YOUR ASSIGNMENT:
The word to find is "tower". Copy each line of the material that contains it.

DATASET EXTRACT:
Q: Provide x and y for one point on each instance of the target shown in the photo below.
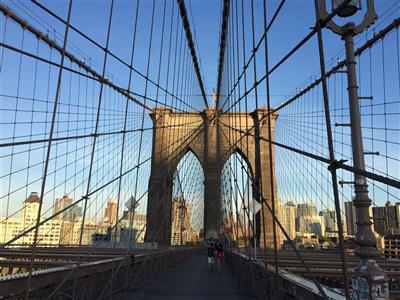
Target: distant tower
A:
(61, 203)
(110, 213)
(290, 219)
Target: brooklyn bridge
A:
(138, 137)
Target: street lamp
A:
(349, 9)
(369, 280)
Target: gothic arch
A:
(212, 140)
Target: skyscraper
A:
(350, 217)
(110, 213)
(329, 216)
(68, 215)
(290, 219)
(385, 218)
(308, 219)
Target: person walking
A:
(210, 256)
(220, 255)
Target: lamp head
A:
(348, 10)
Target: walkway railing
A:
(93, 280)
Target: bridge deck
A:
(192, 280)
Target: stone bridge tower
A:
(212, 141)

ANSWER TO THE PROBLEM:
Target: distant tower
Target: stone bridge tower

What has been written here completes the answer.